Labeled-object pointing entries
++++++++++++++++++++

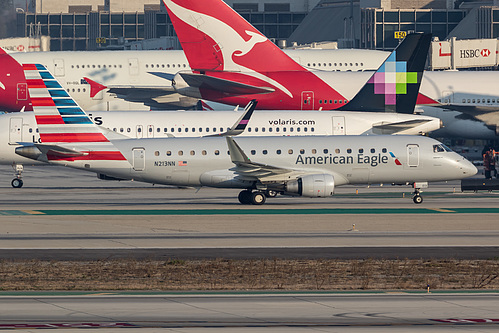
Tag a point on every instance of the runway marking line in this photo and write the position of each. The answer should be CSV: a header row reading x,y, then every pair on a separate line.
x,y
256,211
442,210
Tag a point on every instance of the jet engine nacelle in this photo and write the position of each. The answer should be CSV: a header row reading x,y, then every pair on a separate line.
x,y
183,88
314,186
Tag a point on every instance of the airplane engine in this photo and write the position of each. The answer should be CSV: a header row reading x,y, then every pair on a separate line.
x,y
314,186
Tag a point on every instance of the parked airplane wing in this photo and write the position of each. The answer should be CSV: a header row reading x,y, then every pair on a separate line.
x,y
156,97
227,86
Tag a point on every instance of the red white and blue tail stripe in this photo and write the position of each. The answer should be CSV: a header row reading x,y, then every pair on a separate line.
x,y
60,119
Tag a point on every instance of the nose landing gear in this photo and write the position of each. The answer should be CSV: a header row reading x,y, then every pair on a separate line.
x,y
248,197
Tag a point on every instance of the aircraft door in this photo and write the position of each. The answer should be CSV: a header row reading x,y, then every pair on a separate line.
x,y
139,131
307,100
339,126
150,131
139,159
412,156
447,97
133,66
15,130
22,91
59,67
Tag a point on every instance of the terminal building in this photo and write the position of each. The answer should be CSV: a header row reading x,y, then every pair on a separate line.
x,y
369,24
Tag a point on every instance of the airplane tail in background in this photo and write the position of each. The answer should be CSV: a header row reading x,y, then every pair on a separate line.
x,y
394,87
216,38
66,132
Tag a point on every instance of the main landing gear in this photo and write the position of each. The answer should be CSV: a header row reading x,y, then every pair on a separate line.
x,y
249,197
17,182
417,198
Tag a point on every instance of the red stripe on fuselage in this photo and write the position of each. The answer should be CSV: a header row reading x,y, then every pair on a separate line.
x,y
72,137
92,155
35,83
30,67
49,120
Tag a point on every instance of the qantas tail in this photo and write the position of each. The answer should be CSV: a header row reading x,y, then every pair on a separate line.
x,y
215,38
66,132
394,87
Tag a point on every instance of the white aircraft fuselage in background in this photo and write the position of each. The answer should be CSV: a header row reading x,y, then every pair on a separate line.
x,y
21,126
131,69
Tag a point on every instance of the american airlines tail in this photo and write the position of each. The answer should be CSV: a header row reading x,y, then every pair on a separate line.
x,y
394,87
66,132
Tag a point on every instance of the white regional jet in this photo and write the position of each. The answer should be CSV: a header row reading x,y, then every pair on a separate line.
x,y
21,126
307,166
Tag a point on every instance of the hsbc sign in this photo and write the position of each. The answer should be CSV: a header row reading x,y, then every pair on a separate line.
x,y
464,53
474,53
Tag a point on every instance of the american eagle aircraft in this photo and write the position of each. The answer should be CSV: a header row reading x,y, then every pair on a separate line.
x,y
309,166
21,126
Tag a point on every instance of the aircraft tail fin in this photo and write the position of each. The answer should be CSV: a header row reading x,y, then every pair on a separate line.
x,y
214,38
394,87
61,121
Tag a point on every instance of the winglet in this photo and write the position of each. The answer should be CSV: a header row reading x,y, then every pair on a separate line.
x,y
237,155
95,87
240,125
394,87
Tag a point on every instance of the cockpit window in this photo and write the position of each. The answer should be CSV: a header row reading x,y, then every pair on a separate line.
x,y
441,148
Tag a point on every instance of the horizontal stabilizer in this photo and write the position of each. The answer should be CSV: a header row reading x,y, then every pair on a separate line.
x,y
392,128
227,86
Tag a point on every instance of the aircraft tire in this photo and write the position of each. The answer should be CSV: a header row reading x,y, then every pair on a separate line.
x,y
258,198
417,199
244,197
270,193
16,183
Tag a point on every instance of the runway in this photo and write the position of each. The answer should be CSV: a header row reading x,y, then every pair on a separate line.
x,y
252,312
63,209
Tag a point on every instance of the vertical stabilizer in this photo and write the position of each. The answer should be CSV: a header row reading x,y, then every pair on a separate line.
x,y
62,122
216,38
394,87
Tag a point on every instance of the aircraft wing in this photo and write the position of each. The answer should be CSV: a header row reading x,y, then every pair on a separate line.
x,y
391,128
249,170
227,86
156,97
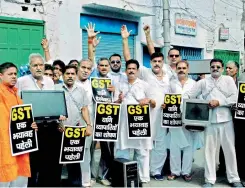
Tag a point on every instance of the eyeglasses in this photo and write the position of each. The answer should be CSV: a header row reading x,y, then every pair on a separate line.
x,y
155,61
56,68
103,65
173,55
213,67
181,68
47,74
115,62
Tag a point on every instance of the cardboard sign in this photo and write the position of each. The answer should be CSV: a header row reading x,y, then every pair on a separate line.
x,y
106,124
23,137
138,121
72,145
99,88
240,112
171,115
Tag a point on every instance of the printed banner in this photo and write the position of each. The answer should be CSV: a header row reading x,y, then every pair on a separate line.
x,y
23,137
171,115
107,118
99,88
240,112
138,121
73,144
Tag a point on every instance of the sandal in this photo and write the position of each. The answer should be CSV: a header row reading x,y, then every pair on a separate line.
x,y
187,177
172,177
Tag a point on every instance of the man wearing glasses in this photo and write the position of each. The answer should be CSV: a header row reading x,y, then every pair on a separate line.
x,y
173,54
221,97
58,66
49,71
115,74
45,167
157,78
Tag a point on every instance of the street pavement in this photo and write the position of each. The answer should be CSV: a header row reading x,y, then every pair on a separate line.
x,y
198,176
197,181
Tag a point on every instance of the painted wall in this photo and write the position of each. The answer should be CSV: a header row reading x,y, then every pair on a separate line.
x,y
62,19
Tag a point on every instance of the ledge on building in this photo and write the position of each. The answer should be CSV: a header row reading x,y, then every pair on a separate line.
x,y
133,13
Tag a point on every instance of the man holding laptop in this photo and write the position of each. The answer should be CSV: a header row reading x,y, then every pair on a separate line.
x,y
180,138
14,170
45,167
78,115
221,97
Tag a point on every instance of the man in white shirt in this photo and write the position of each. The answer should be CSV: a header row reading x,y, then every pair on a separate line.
x,y
221,92
133,91
45,167
115,74
180,138
78,114
158,80
173,54
84,70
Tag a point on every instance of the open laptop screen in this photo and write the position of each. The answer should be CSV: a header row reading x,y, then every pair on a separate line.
x,y
46,105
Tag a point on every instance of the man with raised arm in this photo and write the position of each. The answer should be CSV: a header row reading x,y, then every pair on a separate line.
x,y
221,98
134,91
159,85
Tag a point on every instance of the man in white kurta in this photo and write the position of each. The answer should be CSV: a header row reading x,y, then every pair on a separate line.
x,y
158,79
221,93
180,138
133,91
84,71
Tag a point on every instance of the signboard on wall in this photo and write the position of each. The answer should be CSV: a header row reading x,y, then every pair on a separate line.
x,y
223,33
185,25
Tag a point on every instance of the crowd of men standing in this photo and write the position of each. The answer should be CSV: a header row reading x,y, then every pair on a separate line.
x,y
137,85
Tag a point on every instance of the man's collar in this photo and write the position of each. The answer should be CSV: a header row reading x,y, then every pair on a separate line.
x,y
73,87
11,89
42,81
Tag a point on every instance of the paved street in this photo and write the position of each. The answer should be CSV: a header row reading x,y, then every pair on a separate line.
x,y
198,177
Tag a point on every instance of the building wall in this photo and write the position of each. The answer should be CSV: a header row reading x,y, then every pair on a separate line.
x,y
62,19
210,16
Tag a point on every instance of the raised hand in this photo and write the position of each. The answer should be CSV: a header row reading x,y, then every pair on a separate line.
x,y
146,29
90,30
124,32
44,43
96,41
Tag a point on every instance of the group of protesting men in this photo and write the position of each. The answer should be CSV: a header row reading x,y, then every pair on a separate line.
x,y
138,85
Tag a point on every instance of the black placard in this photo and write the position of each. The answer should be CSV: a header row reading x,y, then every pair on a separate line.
x,y
73,144
100,91
240,111
106,124
138,121
171,115
23,137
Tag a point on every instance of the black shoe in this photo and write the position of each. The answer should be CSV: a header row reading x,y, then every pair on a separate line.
x,y
207,185
236,184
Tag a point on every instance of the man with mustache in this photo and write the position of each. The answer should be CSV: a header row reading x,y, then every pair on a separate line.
x,y
14,170
78,114
133,91
173,54
49,71
221,92
103,68
115,60
232,69
45,167
159,82
180,138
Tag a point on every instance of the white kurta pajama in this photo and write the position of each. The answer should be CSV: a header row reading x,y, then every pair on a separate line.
x,y
221,129
180,138
159,88
132,94
85,166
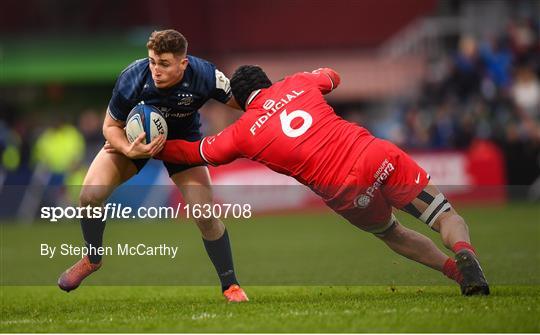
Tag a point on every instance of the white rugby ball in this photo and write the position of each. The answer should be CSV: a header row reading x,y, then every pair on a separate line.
x,y
148,119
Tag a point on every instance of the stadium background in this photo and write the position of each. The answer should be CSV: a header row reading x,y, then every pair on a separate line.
x,y
456,83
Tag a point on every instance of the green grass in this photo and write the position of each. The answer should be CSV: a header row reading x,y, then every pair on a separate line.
x,y
303,272
272,309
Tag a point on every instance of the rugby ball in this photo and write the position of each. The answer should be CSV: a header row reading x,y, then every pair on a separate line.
x,y
148,119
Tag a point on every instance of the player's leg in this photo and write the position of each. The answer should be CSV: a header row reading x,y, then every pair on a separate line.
x,y
432,207
412,244
195,185
107,171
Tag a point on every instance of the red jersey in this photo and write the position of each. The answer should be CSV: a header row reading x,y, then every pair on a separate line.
x,y
290,128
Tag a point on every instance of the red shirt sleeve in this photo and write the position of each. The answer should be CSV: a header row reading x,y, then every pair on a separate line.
x,y
326,79
214,150
181,152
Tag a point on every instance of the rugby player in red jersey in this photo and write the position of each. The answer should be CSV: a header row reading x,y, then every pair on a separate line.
x,y
289,127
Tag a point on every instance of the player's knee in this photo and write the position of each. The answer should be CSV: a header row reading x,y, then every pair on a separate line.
x,y
449,219
388,229
438,209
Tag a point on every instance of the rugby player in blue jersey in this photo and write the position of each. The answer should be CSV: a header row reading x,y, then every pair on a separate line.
x,y
178,84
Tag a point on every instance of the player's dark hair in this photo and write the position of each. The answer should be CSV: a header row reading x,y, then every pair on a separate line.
x,y
163,41
246,79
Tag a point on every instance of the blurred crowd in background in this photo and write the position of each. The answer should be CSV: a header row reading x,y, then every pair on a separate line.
x,y
475,87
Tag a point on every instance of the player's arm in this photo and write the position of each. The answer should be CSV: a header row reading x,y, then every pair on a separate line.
x,y
232,103
214,150
222,91
114,133
326,79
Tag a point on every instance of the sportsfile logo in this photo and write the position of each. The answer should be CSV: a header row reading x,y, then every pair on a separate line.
x,y
383,172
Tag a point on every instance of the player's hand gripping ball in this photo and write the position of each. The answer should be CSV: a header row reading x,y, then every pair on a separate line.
x,y
148,119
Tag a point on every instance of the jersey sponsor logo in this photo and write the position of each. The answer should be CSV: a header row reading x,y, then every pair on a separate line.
x,y
222,82
272,107
381,175
186,99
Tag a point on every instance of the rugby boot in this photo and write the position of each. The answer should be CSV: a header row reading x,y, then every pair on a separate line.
x,y
474,282
235,294
72,277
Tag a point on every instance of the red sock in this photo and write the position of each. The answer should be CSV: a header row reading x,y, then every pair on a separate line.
x,y
463,245
451,270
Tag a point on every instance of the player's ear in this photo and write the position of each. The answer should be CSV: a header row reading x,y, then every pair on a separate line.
x,y
184,62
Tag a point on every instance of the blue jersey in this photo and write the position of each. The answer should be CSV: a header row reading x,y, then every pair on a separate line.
x,y
179,103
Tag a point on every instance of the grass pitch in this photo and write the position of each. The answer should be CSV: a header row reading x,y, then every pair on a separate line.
x,y
271,309
303,273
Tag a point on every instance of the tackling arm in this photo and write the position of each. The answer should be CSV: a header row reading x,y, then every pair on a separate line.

++++++++++++++++++++

## [SHORT TASK]
Everything from the line containing "Tag a point on every instance of the player's hand" to the last line of the entries above should be quoted exactly, and only that.

## [RESULT OF THIS TASK]
Tag a point on every instance of the player's hand gripping ball in this photo and write the position of each. The answer should be CSV: a header row reading x,y, then every pair on a separate line.
x,y
148,119
Tag a point on every instance of the jersey sponsor logo in this photo and write the position of each. The answer should be CSV: a header row reading x,y, then every pair on a separate line.
x,y
222,82
272,107
381,175
186,99
Tag a point on every instance of the rugby boot in this photo and write the position of each. The answer should be CSV: a header row reading x,y, then every pair on a separate line.
x,y
474,282
235,294
72,277
Tag a point on every instance of the red sock in this photo and write the position of each. The answer should be CSV: a header row reading x,y, then every pair on a separate line.
x,y
463,245
451,270
Tag a point on every instance of the player's ear in this photo and write the position of each. The answer should be CSV: a header row reading x,y, then every pair on a separate line.
x,y
184,62
Tag a point on every instance of the blue jersey in this photo and write the position of each. The answer should be CSV: a header row reading x,y, then every pair on a separate line.
x,y
179,103
Tag a point on every instance of the grass pitch in this photo and write the position of each. The answer should be CSV: a header row reading x,y, then every pair on a separate line.
x,y
271,309
303,273
Tag a point on every instance of the tackling arm in this photo and write the position of each. The answer should be CSV: a header row reading x,y, then every pair on a separate line.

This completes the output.